----- Text section

It’s really hard to dislike Joey Votto. He’s probably the only player that plays for an Ohio team that I’ve ever respected (Yes, this is a direct shot at you LeBron). Before 2019, the guy had only hit 9 pop outs since 2011. Anyone with a swing so level to produce only a little over one infield pop out per year deserves respect. The only knock on Votto is that he isn’t that great of a fielder. If he were an above average fielder, I believe he would have been up for MVP debates for many other seasons in his prime.

#12 Christian Yelich 2018~ MVP Score: 53

  • WAR Rank: 12th 
  • wRC+: 11th 
  • wOBA: 13th
  • DEF: 12th 
  • BsR: 5th

Yelich is currently probably my favorite player in baseball (everyone in M-SABR loves him too). With a pretty swing and a big smile, there is no doubt why he is a fan favorite in baseball. A 12th place finish on this list isn’t too shabby either. Even better, he might win back-to-back MVP awards if he can out-hit Cody Bellinger the rest of the season. Yelich hit 36 home runs in 147 games in 2018, and at the time of writing this article, through 97 games, he already has as many bombs. It will be fun to see where he ends up at the end of 2019, and to see if his 2019 season ranks higher than his 2018 campaign.

----------

● **Task set**:
A - Answer these from the baseball article, one line each:
(i) Before 2019, how many pop outs had Joey Votto hit since 2011?
(ii) What BsR rank does Christian Yelich have?
(iii) How many home runs did Yelich hit in 2018, and in how many games?
B - Please list every statistical category ranked for Christian Yelich in the baseball article, each with its rank.
C - Carry on writing the baseball article after its final sentence.

----- Data

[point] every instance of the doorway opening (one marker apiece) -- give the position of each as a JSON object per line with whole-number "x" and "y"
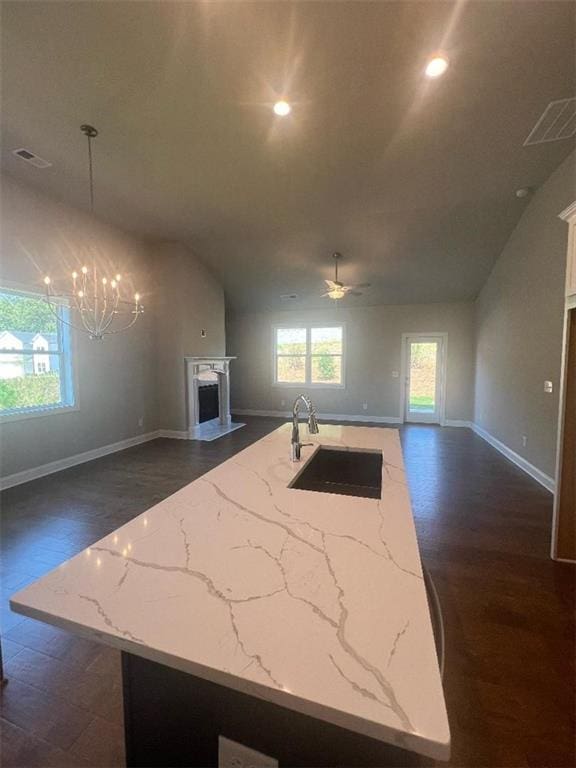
{"x": 424, "y": 376}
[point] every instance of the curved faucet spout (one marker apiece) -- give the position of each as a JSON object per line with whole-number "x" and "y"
{"x": 313, "y": 429}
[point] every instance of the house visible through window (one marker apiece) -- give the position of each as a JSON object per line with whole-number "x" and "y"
{"x": 309, "y": 355}
{"x": 35, "y": 364}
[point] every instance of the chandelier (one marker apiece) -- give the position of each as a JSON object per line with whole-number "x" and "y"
{"x": 98, "y": 304}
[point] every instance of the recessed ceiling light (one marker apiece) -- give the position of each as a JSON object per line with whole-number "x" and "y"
{"x": 436, "y": 66}
{"x": 282, "y": 108}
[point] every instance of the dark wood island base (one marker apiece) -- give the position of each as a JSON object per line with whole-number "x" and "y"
{"x": 174, "y": 719}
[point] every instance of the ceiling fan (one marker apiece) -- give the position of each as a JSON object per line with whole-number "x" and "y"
{"x": 336, "y": 289}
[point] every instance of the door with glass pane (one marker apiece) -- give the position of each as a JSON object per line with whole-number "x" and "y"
{"x": 424, "y": 380}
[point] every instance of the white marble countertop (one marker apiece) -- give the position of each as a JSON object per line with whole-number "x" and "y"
{"x": 309, "y": 600}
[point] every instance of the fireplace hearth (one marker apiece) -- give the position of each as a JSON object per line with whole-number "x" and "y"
{"x": 208, "y": 397}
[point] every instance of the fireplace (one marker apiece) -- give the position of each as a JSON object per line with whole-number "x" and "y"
{"x": 208, "y": 397}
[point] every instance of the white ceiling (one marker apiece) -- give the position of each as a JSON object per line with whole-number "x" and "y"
{"x": 412, "y": 180}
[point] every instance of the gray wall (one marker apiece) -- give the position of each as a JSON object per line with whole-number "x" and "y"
{"x": 519, "y": 315}
{"x": 189, "y": 300}
{"x": 138, "y": 374}
{"x": 115, "y": 376}
{"x": 374, "y": 346}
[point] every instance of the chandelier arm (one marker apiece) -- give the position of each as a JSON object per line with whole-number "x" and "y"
{"x": 100, "y": 320}
{"x": 59, "y": 317}
{"x": 137, "y": 313}
{"x": 108, "y": 323}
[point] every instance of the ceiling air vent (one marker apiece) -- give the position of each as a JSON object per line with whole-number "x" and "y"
{"x": 31, "y": 158}
{"x": 558, "y": 121}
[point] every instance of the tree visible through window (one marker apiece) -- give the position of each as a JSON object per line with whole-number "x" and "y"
{"x": 309, "y": 355}
{"x": 35, "y": 366}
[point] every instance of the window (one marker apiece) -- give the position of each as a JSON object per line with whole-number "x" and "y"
{"x": 309, "y": 355}
{"x": 35, "y": 364}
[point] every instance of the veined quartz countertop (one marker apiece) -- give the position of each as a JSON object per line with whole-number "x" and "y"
{"x": 310, "y": 600}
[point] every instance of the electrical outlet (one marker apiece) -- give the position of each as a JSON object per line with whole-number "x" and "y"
{"x": 231, "y": 754}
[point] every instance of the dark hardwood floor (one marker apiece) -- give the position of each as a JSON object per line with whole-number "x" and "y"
{"x": 484, "y": 532}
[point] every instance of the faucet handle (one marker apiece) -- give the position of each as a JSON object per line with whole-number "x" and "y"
{"x": 313, "y": 424}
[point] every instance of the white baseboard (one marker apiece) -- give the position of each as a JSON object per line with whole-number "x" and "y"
{"x": 544, "y": 479}
{"x": 174, "y": 434}
{"x": 329, "y": 416}
{"x": 457, "y": 423}
{"x": 71, "y": 461}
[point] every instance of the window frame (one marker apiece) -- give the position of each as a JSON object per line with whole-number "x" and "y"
{"x": 68, "y": 354}
{"x": 307, "y": 384}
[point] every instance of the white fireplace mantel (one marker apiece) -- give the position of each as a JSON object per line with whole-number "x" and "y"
{"x": 196, "y": 367}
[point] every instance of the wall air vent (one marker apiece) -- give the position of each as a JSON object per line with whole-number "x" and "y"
{"x": 31, "y": 158}
{"x": 558, "y": 121}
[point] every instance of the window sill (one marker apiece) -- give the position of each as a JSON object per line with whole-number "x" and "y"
{"x": 304, "y": 385}
{"x": 7, "y": 418}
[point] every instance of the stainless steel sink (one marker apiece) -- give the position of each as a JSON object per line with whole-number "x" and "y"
{"x": 342, "y": 471}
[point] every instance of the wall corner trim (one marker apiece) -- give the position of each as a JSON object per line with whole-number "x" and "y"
{"x": 569, "y": 212}
{"x": 541, "y": 477}
{"x": 9, "y": 481}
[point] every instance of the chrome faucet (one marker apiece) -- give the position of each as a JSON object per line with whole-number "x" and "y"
{"x": 296, "y": 445}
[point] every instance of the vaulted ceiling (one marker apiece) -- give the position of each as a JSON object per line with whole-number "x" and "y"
{"x": 412, "y": 179}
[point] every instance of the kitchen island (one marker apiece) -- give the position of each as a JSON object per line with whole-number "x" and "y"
{"x": 293, "y": 621}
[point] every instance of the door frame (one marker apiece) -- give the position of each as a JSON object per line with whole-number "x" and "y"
{"x": 441, "y": 336}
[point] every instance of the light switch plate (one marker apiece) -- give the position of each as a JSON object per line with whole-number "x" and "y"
{"x": 231, "y": 754}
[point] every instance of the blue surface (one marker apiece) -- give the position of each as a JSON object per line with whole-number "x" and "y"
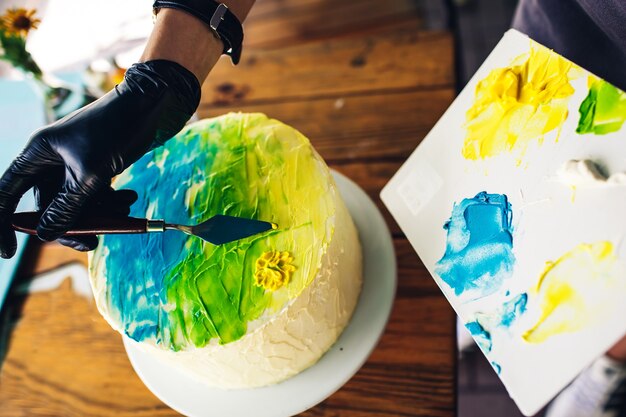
{"x": 21, "y": 112}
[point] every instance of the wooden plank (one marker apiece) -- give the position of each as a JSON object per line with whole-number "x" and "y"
{"x": 280, "y": 23}
{"x": 351, "y": 66}
{"x": 411, "y": 364}
{"x": 377, "y": 126}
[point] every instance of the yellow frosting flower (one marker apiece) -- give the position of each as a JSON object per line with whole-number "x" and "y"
{"x": 18, "y": 22}
{"x": 273, "y": 270}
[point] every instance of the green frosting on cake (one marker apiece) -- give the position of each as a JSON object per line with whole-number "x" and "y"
{"x": 180, "y": 291}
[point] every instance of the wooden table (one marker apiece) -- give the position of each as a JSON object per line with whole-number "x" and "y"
{"x": 365, "y": 93}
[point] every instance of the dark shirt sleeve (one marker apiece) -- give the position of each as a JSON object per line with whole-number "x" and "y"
{"x": 592, "y": 33}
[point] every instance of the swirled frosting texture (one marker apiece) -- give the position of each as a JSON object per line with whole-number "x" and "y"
{"x": 182, "y": 293}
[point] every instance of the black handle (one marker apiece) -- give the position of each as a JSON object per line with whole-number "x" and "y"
{"x": 26, "y": 222}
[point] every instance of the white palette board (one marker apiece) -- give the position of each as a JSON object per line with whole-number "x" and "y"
{"x": 548, "y": 220}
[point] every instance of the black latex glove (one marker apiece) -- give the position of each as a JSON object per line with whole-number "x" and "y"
{"x": 71, "y": 162}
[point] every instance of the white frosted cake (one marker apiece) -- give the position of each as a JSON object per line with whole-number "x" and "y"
{"x": 249, "y": 313}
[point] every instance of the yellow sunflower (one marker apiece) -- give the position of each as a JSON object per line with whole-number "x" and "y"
{"x": 18, "y": 22}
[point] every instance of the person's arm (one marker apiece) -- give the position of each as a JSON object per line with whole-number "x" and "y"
{"x": 182, "y": 38}
{"x": 70, "y": 163}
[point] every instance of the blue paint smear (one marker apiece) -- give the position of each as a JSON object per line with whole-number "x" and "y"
{"x": 482, "y": 336}
{"x": 496, "y": 367}
{"x": 512, "y": 309}
{"x": 135, "y": 281}
{"x": 479, "y": 247}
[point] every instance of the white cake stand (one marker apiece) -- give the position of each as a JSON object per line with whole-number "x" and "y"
{"x": 295, "y": 395}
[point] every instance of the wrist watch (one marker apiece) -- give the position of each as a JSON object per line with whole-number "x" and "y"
{"x": 223, "y": 23}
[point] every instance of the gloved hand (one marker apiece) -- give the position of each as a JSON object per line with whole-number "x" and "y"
{"x": 71, "y": 162}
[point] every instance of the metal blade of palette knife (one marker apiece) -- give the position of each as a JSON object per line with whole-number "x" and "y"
{"x": 222, "y": 229}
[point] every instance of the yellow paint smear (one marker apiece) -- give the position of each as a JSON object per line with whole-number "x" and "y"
{"x": 519, "y": 104}
{"x": 273, "y": 270}
{"x": 570, "y": 289}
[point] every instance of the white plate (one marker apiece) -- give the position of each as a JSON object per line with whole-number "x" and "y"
{"x": 333, "y": 370}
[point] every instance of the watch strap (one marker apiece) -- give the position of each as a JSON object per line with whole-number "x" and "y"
{"x": 222, "y": 22}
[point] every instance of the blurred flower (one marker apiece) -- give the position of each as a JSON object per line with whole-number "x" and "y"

----------

● **Task-by-task outputs**:
A -
(i) 9
(ii) 5th
(iii) 36 home runs in 147 games

B -
WAR Rank: 12th
wRC+: 11th
wOBA: 13th
DEF: 12th
BsR: 5th

C -
#11 Albert Pujols 2005~ MVP Score: 50

  • WAR Rank: 11th 
  • WRC+: 10th 
  • wOBA: 10th
  • DEF: 13th 
  • BsR: 6th

This is the first installment of Mr. Pujols on this list. The funny thing? His best ranking was in baserunning this year. He did have 16 SB (a career high) and he did lead the league in runs scored in 2005, so I guess it kinda makes sense. An overall very good year, Pujols won ESPY awards for best MLB player and best International athlete in his first MVP season. Like Miguel Cabrera, it is said to see that his career is being tarnished by his play in old age.

#10 Andrew McCutchen 2013~ MVP Score: 50

  • WAR Rank: 9th 
  • wRC+: 16th 
  • wOBA: 17th
  • DEF: 5th 
  • BsR: 3rd

Welcome to the top 10! Cutch tied 2005 Pujols with an MVP score of 50. However, since Pujols is featured two more times on this list in the near future, we will give the edge to Andrew. Similar to Jimmy Rollins, the best categories of McCutchen’s 2013 MVP campaign came from speed and fielding. Stealing 27 bases helped his ranking leading to a third-place finish in BsR. According to wRC+, Cutch was a 37% better hitter than Rollins 156-119), but this only cut Andrew 2 points of his MVP score. If you added 37 to Cutch’s WRC+ (156+37=193), he would have finished 6th in wRC+ ranking. This again shows how these statistics should be weighted into a formula (this is basically what WAR does). McCutchen’s bad wOBA ranking comes from the fact that about two out of 3 of his hits were singles.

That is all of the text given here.